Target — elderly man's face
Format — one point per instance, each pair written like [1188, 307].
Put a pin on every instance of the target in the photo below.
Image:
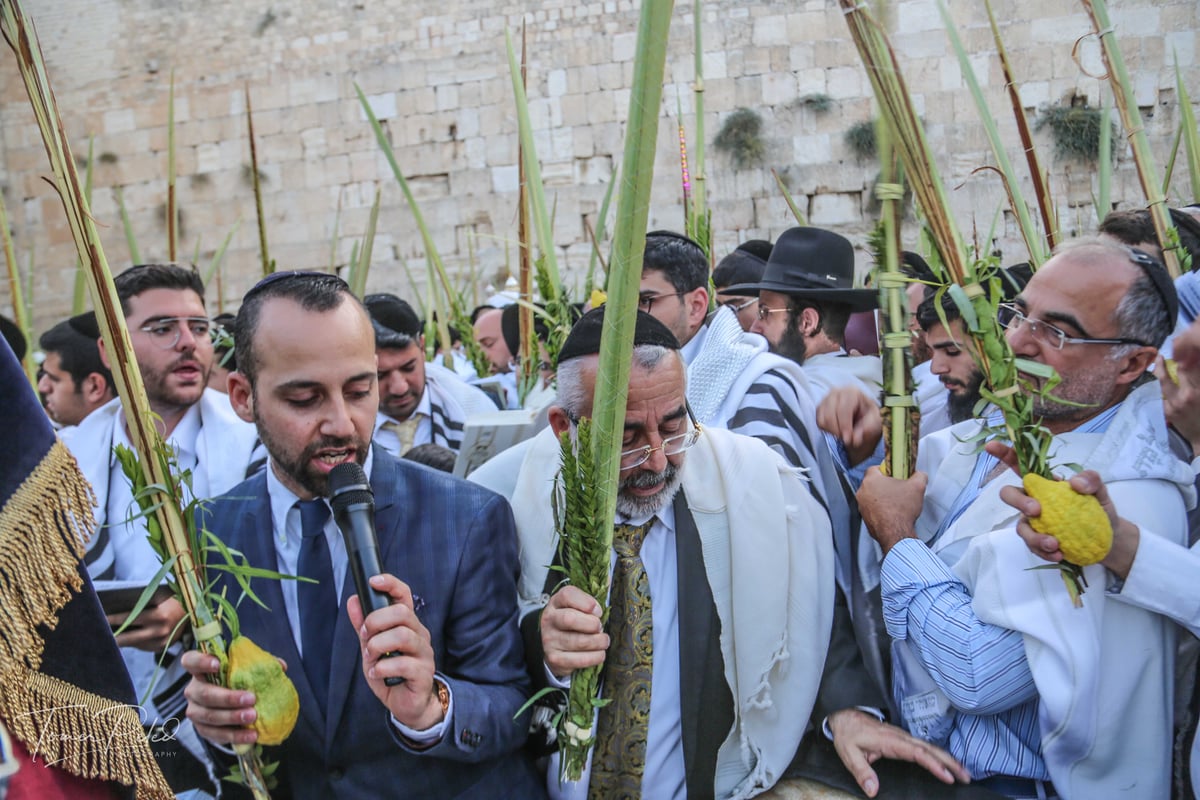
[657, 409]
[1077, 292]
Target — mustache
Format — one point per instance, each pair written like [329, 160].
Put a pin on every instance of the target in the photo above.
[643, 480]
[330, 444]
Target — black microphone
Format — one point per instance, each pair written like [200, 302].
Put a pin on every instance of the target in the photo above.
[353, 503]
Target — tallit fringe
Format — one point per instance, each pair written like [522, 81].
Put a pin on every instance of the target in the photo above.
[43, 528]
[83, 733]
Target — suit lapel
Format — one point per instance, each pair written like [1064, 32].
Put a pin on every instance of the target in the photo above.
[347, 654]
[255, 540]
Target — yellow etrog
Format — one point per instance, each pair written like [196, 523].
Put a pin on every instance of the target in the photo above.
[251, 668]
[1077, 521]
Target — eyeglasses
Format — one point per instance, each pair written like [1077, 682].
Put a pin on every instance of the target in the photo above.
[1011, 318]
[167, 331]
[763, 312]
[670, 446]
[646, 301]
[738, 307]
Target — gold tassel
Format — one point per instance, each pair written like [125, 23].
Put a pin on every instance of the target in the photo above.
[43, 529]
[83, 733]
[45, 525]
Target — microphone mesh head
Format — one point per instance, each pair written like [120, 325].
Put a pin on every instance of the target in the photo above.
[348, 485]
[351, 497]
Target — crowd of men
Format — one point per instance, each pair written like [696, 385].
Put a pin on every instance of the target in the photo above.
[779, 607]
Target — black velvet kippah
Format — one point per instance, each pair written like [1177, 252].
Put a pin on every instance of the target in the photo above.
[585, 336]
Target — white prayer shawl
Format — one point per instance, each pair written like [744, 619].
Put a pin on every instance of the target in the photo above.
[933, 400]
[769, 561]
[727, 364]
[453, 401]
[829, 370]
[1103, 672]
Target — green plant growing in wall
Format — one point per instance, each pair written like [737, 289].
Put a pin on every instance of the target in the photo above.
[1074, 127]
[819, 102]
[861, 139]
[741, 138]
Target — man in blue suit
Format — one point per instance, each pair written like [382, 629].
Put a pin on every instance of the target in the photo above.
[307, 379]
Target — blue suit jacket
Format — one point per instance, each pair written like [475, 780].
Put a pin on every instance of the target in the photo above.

- - - -

DIRECTIONS FOR THIS TASK:
Pictures in the records must not appear in the copy; transcribe everything else precisely.

OUTPUT OF THE TASK:
Target — elderly man's face
Format — one point per instance, each pair written like [1188, 307].
Put a pin on every instance of the target in the photo below.
Image:
[657, 409]
[1077, 292]
Target — mustache
Format — one point per instance, each pair written like [329, 160].
Put a pin on every instance of the target in the photo above.
[643, 480]
[330, 444]
Target — black microphone
Format — one point per instance, each pair written like [200, 302].
Put a pin on every instance of the target in the photo above.
[353, 503]
Target — tallit fringe
Format — one point per instance, each pair written like [522, 81].
Put a pin on every instance of the target in the photo above.
[43, 528]
[83, 733]
Target — suit lapel
Format — one point per instance, each pair written like [1064, 32].
Put a pin on every instance of the target in the photo above.
[347, 654]
[255, 540]
Target — yellow etrog
Format — one point per instance, each pair written like [196, 523].
Put a pin on every instance of the target in the photo above.
[251, 668]
[1077, 521]
Target — eyeglasses
Format — one point per instance, each pair written like [1077, 682].
Put a pin on every instance of the target in the photo above.
[1011, 318]
[167, 331]
[763, 312]
[670, 446]
[646, 301]
[738, 307]
Target — gold tassel
Format — one point per instance, each pair written like [125, 23].
Put a pin on every instance of the target in the photo above.
[43, 529]
[83, 733]
[45, 525]
Target — microphone mesh head
Format — one point per instance, each pair written like [120, 325].
Put a pin on every instance of the target in the photo above.
[348, 485]
[351, 497]
Target — crowd of men
Format — one point per instance, each pair written like [696, 385].
Put a pin on every instance of the target in the photo above.
[779, 607]
Target — black velvet kippah
Format — one point per instance, each pair written like [1177, 252].
Put a pin on every instance of the target in the photo above.
[585, 336]
Target — white prayer shawl
Format — one point per instance, each pair written like [744, 619].
Put a pin on every instance of the target in the photo above.
[933, 400]
[769, 561]
[727, 364]
[453, 401]
[829, 370]
[1103, 672]
Target — green plant growing in wall
Format — one point per instance, each pair written like [737, 289].
Put a pin on every instance of the target in the photo above.
[1074, 127]
[819, 102]
[861, 139]
[741, 138]
Target — man in blue suit
Format — one point per instance, each pair written like [382, 629].
Put a pin on every instance of the target in the photo above.
[307, 379]
Target — blue suit jacket
Format — one point per instance, each pair written like [475, 780].
Put a pin on every instance of the target in the photo above.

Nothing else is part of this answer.